| ABOUT THIS TASK |
Please repeat the lines below exactly. Begin with the line containing "Target: airplane wing" and go on through the line containing "Reviewer note: check that each instance of the red".

| AVAILABLE DATA |
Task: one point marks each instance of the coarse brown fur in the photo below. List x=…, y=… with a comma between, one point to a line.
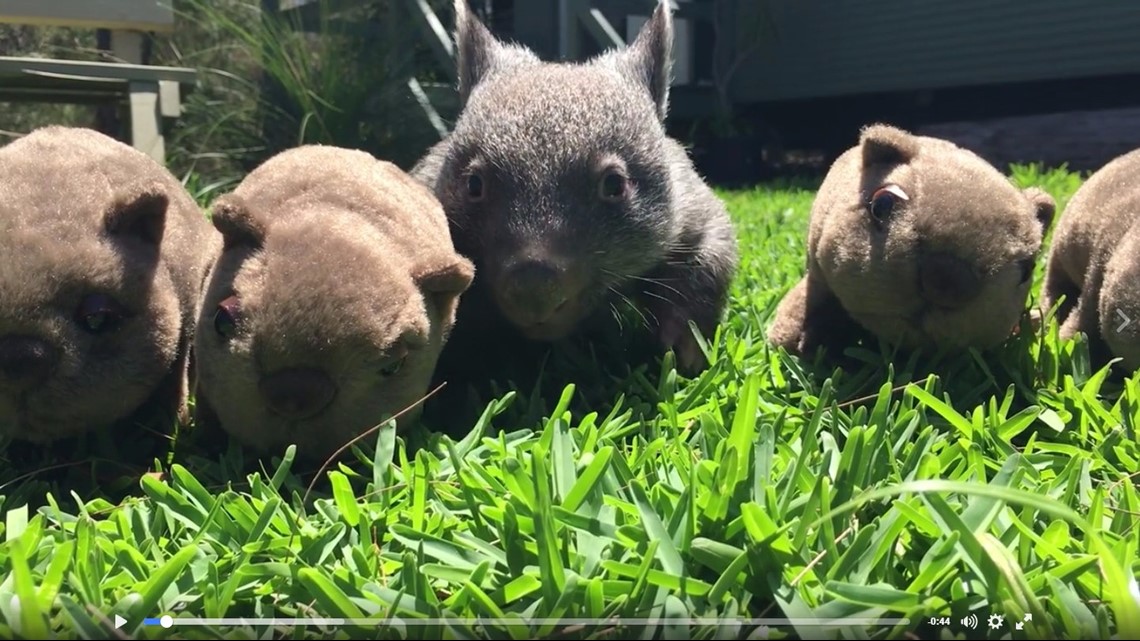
x=103, y=256
x=1093, y=269
x=331, y=302
x=918, y=242
x=583, y=205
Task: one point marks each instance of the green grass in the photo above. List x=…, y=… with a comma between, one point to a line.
x=941, y=485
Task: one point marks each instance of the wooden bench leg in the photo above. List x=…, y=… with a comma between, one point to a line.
x=146, y=120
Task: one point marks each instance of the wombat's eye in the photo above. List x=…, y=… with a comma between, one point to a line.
x=226, y=317
x=612, y=187
x=474, y=187
x=884, y=201
x=391, y=368
x=98, y=314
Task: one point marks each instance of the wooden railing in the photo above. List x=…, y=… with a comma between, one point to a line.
x=152, y=94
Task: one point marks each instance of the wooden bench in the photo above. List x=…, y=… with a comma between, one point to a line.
x=152, y=94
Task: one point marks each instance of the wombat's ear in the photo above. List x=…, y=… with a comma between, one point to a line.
x=230, y=217
x=884, y=144
x=475, y=49
x=1044, y=204
x=650, y=57
x=447, y=281
x=140, y=213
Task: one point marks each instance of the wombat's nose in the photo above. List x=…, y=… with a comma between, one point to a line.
x=534, y=291
x=24, y=362
x=947, y=281
x=298, y=392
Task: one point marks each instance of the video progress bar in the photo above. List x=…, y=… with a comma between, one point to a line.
x=168, y=622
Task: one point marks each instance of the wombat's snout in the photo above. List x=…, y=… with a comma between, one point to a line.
x=534, y=291
x=947, y=281
x=298, y=392
x=24, y=362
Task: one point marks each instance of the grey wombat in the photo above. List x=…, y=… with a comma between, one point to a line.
x=103, y=254
x=917, y=241
x=1094, y=262
x=561, y=185
x=331, y=302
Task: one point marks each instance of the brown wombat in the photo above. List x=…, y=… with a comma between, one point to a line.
x=918, y=242
x=330, y=303
x=1094, y=264
x=562, y=186
x=103, y=257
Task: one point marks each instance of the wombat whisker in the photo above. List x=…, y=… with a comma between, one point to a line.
x=633, y=306
x=658, y=297
x=659, y=282
x=359, y=437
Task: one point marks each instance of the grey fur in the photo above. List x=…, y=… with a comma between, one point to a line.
x=544, y=137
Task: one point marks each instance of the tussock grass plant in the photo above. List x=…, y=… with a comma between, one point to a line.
x=897, y=487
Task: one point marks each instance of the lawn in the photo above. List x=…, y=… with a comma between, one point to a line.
x=766, y=488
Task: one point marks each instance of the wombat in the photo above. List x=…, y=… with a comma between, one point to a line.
x=562, y=187
x=918, y=242
x=330, y=303
x=103, y=257
x=1094, y=264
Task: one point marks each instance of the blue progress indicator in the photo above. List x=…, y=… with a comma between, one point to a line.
x=164, y=621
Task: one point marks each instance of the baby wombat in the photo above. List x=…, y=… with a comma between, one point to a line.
x=330, y=303
x=104, y=256
x=561, y=185
x=1094, y=264
x=917, y=241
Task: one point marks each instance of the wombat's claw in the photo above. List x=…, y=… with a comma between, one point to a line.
x=674, y=334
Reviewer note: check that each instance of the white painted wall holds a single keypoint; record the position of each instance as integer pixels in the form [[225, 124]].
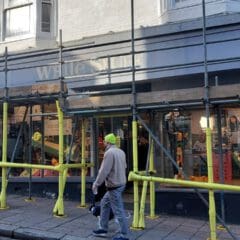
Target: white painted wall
[[80, 19], [85, 18]]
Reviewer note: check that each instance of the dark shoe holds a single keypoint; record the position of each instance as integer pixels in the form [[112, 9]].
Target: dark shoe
[[100, 233], [120, 238]]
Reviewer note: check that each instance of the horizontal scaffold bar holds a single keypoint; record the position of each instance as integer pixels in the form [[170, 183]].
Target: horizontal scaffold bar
[[38, 166], [213, 186]]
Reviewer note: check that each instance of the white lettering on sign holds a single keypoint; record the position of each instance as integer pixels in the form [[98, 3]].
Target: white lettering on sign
[[81, 68]]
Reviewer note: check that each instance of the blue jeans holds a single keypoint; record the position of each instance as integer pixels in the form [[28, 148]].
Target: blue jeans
[[113, 199]]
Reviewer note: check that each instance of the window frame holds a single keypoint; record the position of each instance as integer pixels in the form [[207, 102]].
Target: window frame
[[31, 21], [50, 3]]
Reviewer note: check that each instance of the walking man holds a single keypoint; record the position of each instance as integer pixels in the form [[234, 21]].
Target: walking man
[[113, 172]]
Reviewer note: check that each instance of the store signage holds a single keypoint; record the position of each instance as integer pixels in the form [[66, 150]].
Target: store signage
[[83, 68]]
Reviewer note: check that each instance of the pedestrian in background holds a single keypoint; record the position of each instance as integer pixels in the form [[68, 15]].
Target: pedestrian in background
[[113, 172]]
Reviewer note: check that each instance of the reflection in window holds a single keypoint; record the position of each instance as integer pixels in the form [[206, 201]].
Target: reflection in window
[[46, 16], [12, 3], [18, 21]]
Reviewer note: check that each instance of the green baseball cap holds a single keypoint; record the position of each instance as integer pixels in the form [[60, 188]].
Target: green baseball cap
[[110, 138]]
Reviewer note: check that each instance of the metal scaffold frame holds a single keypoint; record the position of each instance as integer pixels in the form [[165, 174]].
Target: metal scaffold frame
[[146, 177]]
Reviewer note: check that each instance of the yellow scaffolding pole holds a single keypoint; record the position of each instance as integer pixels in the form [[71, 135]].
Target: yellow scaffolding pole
[[152, 184], [3, 198], [59, 206], [141, 223], [212, 207], [84, 170], [135, 169]]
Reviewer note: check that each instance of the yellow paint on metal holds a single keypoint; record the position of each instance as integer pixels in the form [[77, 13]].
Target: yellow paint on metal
[[135, 169], [141, 223], [3, 197], [152, 184], [59, 206], [193, 184], [212, 207], [84, 170]]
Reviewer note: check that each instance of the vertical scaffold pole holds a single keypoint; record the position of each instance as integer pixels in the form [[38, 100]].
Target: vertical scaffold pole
[[212, 208], [152, 184], [3, 197], [59, 206], [134, 125], [83, 171], [30, 154]]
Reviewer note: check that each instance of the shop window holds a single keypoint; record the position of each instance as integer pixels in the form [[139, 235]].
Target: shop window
[[46, 16], [18, 18]]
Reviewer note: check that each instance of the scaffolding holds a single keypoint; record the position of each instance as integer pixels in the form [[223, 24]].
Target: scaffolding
[[82, 104]]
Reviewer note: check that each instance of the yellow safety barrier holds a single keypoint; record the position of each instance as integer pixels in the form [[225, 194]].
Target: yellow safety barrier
[[135, 169], [3, 198], [84, 170]]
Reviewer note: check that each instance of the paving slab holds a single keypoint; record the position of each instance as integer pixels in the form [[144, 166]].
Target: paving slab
[[35, 221]]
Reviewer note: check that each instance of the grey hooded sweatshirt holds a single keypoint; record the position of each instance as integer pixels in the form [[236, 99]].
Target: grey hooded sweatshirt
[[113, 168]]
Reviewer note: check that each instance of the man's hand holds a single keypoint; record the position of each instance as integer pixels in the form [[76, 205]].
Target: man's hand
[[94, 189]]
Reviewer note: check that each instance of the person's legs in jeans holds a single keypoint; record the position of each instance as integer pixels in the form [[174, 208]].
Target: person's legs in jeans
[[105, 211], [115, 197]]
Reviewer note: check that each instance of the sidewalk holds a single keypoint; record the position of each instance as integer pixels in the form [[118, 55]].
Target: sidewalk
[[34, 220]]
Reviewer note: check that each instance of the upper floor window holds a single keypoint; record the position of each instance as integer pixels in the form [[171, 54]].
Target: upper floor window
[[18, 18], [46, 16]]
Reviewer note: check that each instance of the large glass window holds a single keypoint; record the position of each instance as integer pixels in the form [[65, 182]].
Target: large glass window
[[46, 16], [18, 20], [185, 137]]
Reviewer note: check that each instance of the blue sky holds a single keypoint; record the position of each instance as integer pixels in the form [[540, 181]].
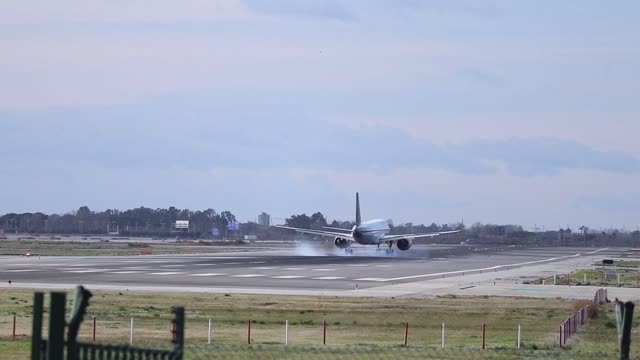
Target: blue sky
[[497, 111]]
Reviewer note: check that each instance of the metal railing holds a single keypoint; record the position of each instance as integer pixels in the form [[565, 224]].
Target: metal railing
[[54, 347]]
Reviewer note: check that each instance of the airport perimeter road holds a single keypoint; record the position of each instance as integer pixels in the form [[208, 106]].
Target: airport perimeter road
[[437, 270]]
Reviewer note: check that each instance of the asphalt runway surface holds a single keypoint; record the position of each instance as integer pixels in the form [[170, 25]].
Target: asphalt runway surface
[[425, 270]]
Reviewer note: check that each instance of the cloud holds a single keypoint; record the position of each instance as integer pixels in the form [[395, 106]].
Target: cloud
[[230, 131], [320, 9], [15, 12], [623, 204]]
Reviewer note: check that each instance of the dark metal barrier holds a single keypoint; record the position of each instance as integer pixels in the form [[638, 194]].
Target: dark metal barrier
[[54, 347]]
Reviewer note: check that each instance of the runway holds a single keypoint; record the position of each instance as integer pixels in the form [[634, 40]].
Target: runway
[[285, 271]]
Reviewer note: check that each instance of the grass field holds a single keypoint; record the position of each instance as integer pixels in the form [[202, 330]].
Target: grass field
[[619, 276], [357, 328]]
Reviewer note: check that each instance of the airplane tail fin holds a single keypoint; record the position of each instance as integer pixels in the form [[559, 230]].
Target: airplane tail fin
[[358, 219]]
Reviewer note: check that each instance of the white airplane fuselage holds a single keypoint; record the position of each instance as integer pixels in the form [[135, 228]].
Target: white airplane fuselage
[[370, 232]]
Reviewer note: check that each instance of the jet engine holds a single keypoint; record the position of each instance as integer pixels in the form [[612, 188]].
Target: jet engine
[[341, 243], [404, 244]]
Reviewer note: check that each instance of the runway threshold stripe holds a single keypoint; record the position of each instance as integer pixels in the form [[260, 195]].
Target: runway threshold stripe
[[207, 274]]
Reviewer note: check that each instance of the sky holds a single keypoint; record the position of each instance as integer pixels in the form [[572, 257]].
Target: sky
[[508, 112]]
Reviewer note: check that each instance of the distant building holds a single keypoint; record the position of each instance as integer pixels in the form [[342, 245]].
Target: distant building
[[264, 219], [181, 225]]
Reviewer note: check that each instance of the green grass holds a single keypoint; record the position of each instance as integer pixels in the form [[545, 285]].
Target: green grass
[[629, 277], [357, 327]]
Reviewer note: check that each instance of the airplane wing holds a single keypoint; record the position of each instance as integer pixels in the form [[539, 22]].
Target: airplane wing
[[416, 236], [339, 229], [317, 232]]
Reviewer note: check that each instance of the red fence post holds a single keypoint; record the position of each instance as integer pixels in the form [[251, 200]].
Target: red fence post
[[324, 332], [560, 336], [406, 333], [484, 335], [249, 332]]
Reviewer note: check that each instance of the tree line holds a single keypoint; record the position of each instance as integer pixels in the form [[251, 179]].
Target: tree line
[[210, 224], [141, 221]]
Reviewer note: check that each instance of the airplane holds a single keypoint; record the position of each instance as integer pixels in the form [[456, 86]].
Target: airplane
[[372, 232]]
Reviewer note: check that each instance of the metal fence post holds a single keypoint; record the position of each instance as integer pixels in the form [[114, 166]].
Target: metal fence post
[[484, 335], [519, 336], [406, 333], [55, 343], [36, 330], [624, 317], [324, 332], [209, 333], [178, 348]]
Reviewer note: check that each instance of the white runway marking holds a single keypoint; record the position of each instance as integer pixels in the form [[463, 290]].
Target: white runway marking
[[207, 274], [495, 268]]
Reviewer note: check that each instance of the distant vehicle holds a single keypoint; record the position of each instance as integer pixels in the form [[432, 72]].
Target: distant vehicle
[[372, 232]]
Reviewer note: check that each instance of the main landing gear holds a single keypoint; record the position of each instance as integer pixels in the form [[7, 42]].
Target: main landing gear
[[388, 251]]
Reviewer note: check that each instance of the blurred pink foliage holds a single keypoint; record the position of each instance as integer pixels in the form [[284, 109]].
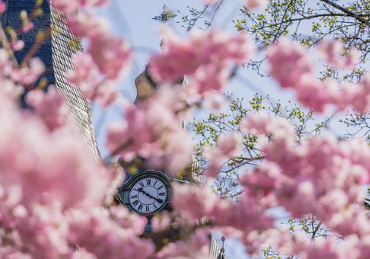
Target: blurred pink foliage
[[52, 190]]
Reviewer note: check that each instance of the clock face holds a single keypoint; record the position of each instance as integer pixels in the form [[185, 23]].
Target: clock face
[[148, 195]]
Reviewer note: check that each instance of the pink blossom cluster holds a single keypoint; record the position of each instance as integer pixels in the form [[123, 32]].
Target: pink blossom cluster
[[206, 57], [107, 59], [292, 67], [250, 4], [152, 131], [195, 203], [25, 76], [329, 50], [52, 190], [49, 106], [319, 176], [2, 7], [196, 246], [227, 147], [86, 76], [102, 237], [70, 6]]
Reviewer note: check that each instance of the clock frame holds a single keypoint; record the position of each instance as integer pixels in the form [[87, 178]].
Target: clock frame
[[146, 193]]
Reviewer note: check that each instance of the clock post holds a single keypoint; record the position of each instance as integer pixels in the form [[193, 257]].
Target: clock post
[[147, 191]]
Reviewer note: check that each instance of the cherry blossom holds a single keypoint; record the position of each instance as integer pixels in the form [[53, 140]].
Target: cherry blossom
[[152, 131], [50, 106], [330, 52], [203, 56]]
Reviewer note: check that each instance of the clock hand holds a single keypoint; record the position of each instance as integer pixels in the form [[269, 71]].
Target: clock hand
[[150, 196]]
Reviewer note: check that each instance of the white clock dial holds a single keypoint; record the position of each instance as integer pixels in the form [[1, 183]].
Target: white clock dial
[[148, 195]]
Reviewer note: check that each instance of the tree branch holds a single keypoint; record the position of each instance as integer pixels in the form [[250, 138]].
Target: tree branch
[[345, 10]]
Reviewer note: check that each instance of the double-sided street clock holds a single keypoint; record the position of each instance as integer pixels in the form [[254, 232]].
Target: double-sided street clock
[[146, 193]]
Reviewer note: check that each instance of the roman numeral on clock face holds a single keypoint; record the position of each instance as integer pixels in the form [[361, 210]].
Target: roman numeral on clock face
[[140, 207]]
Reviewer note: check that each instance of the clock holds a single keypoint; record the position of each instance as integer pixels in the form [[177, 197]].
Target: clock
[[146, 193]]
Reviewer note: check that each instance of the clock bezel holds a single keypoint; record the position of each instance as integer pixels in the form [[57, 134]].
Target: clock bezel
[[124, 191]]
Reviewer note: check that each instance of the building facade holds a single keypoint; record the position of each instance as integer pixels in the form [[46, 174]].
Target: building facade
[[56, 52]]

| RESULT |
Target: airplane wing
[[416, 236], [339, 229], [317, 232]]
Reviewer note: check that each instance of the red fence post holds a single keypoint; record the position of each instance as integer pixels in the form [[251, 200]].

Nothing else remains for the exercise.